What to do
All of the data needs to be reproduced with no alterations.

Records for processing
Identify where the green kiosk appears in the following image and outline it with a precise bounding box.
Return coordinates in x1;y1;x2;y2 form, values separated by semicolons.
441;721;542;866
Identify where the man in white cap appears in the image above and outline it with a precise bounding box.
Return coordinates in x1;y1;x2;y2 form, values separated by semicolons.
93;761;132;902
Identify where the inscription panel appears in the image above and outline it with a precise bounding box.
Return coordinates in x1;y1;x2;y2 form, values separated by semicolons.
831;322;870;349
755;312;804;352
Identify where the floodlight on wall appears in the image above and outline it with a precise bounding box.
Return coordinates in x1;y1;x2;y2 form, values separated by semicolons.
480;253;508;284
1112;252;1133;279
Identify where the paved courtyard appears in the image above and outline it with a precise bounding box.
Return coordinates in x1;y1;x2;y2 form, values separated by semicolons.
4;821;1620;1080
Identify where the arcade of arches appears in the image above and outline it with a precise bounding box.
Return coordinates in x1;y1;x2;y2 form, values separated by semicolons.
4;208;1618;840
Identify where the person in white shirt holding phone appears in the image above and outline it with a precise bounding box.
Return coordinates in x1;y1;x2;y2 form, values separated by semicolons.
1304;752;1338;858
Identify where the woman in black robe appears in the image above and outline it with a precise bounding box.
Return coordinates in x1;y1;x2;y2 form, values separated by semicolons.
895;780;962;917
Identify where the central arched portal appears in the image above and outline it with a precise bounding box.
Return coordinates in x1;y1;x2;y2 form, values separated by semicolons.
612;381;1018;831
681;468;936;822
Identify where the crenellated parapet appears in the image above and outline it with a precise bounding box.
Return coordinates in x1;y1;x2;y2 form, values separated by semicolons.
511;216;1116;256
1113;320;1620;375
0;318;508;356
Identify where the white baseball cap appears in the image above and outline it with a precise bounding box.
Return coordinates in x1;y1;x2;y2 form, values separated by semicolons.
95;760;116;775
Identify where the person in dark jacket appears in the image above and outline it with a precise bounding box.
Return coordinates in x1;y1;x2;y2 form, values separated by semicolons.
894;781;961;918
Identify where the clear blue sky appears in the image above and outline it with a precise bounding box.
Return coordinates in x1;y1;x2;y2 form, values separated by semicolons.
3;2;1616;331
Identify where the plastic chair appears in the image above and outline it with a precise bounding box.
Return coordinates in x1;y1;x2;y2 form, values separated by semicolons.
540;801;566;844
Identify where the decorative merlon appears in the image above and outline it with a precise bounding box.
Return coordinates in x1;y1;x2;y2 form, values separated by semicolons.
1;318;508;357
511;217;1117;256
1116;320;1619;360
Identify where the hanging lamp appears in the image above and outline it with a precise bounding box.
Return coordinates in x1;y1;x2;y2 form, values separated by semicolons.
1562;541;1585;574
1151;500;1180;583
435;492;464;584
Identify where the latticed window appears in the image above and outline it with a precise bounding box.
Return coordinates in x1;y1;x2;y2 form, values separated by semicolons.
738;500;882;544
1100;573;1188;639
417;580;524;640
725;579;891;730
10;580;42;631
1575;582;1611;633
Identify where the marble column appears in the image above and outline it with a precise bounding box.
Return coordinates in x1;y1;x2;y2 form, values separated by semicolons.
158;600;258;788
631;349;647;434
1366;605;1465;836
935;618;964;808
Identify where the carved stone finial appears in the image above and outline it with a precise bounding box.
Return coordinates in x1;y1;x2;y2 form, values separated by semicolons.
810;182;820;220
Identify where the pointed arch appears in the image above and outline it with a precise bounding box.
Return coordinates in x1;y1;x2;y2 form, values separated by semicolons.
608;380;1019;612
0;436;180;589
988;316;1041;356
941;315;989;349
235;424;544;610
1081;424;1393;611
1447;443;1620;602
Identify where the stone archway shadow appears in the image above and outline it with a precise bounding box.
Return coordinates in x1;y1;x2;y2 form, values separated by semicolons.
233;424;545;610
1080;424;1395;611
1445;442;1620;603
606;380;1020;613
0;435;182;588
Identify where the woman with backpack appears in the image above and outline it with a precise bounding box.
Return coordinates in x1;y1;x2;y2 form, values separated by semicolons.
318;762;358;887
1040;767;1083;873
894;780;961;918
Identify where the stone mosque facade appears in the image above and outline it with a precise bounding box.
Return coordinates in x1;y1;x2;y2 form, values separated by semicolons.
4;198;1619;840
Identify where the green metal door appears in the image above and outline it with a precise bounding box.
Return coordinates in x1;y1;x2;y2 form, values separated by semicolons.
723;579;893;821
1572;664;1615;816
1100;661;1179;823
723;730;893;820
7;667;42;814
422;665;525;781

Exercise output
Identify where the green kiosk appears in the following image and outline it with a precise bounding box.
Return coordinates in x1;y1;x2;y2 form, values separated by semicolons.
441;721;542;866
Identify where the man in white cap appears in the image above and outline it with a precise bounding box.
Return coordinates in x1;y1;x2;y2 form, values separated by semicolons.
93;761;132;902
Identify where the inscription panel appears in the image above and outline it with a precise bounding box.
Return coordinates in x1;y1;x2;y2 form, values separated by semicolons.
831;322;870;349
755;312;804;352
Identify where the floodlight on wall appears in the image above and outline it with a precise bounding box.
Return coordinates in x1;y1;x2;y2 form, values separated by semicolons.
480;253;508;284
1112;252;1133;279
Identify where the paved courtyard appears in the image above and outline it with a precise bounding box.
Return coordinates in x1;y1;x2;y2 form, values separated by semicolons.
4;821;1620;1080
Identify where the arcade of arches appears in the image above and outline it with a precise bounding box.
Return coordinates in x1;y1;x2;y2 form, values separated by semicolons.
4;208;1618;840
Identify where the person in white shirt holding phone appears in the image above and outline it with a precise bounding box.
Return coordinates in x1;y1;x2;y2 form, values separated by semicolons.
1304;752;1338;858
Identify where the woman in black robe appears in the image above and outline it with a precise bounding box.
Return coordinates in x1;y1;x2;y2 form, values separated by semicolons.
895;780;962;917
Identify where the central arched portal appears in the image above and outline it with a precise bounding box.
Return coordinates in x1;y1;x2;y2 form, values separated by semicolons.
612;381;1018;831
681;468;936;822
Identify where the crenellated parapet appears in the image above and outline it with a precise bounding box.
Return coordinates in x1;y1;x2;y2 form, values separated by semicolons.
511;216;1116;256
1113;320;1620;375
0;318;508;356
Identify where the white baseball cap appears in the image above and outline it with a precise bounding box.
Return coordinates in x1;y1;x2;y2 form, values separated by semicolons.
95;760;116;775
Identify where the person in dark jacket appears in the image above and outline it with a precise bounding box.
Return coordinates in x1;y1;x2;y2 form, values separated by semicolons.
894;781;961;918
Identify where the clear blue sky appears in the image above and outline it with a precise bounding box.
Return coordinates in x1;y1;x2;y2 form, values separated by semicolons.
3;2;1616;331
Identify where the plastic chair appears in the image above and outline it with a precise bounding box.
Return coordinates in x1;y1;x2;y2 form, values separated by semicolons.
540;801;566;844
Identify where the decorative merlon appears in the image above and outline it with a precise bounding box.
Return coordinates in x1;y1;x2;y2 form, values separated by semicolons.
1;318;508;357
511;217;1117;256
1116;320;1619;360
Identify where the hanging lamp appears in the image above and outline it with a precise bounding box.
Return coordinates in x1;y1;x2;y2 form, values separated by semicolons.
1562;541;1585;574
1151;500;1180;583
435;492;464;584
Identify where the latticed window appears in the image above and outline it with a precise bounding box.
Return coordinates in x1;y1;x2;y2 form, values separated by semicolons.
738;500;882;544
1100;573;1188;639
417;580;524;640
725;579;891;730
10;580;42;631
1575;582;1611;633
Identify where the marble column appears in the image above and outline it with a precise bounding box.
Return coordinates in x1;y1;x2;y2 form, values separated by semicolons.
158;600;258;788
631;349;647;434
1366;605;1465;836
935;618;964;808
Identify where the carved stone finial appears in the image above and outline it with a precise bounding box.
Return coordinates in x1;y1;x2;y2 form, values separated by semicolons.
810;182;820;220
Identify where the pointed arch appears in the image above and outline it with a precise bounding box.
Return coordinates in x1;y1;x2;y2 form, values separated by semicolons.
608;380;1019;612
0;436;180;589
988;316;1041;356
941;315;989;349
235;424;544;610
1081;424;1393;611
1447;443;1620;602
Identify where the stone archway shadow appears in the image above and outline it with a precise bounding box.
Return coordinates in x1;y1;x2;y2 form, values separated by semicolons.
233;424;545;610
1080;424;1395;611
1445;442;1620;603
606;380;1020;613
0;435;182;588
Identify where the woman with backpack appears in the image above and outline it with a precise bounding box.
Return coordinates in x1;y1;x2;y2 form, values separated by semicolons.
318;762;358;887
1040;767;1083;873
894;780;961;918
Identify where the stone mosque facade appears in the image above and outline it with a precise bounding box.
Return coordinates in x1;y1;x2;y2 form, values separated by semicolons.
4;198;1619;840
Identify where the green metal door appears in the image above and outline it with a precise bounding box.
Return coordinates in x1;y1;x2;y2 form, values separated by semicolons.
723;579;893;821
1572;664;1615;816
1100;661;1179;823
723;730;893;820
7;667;42;814
422;665;525;781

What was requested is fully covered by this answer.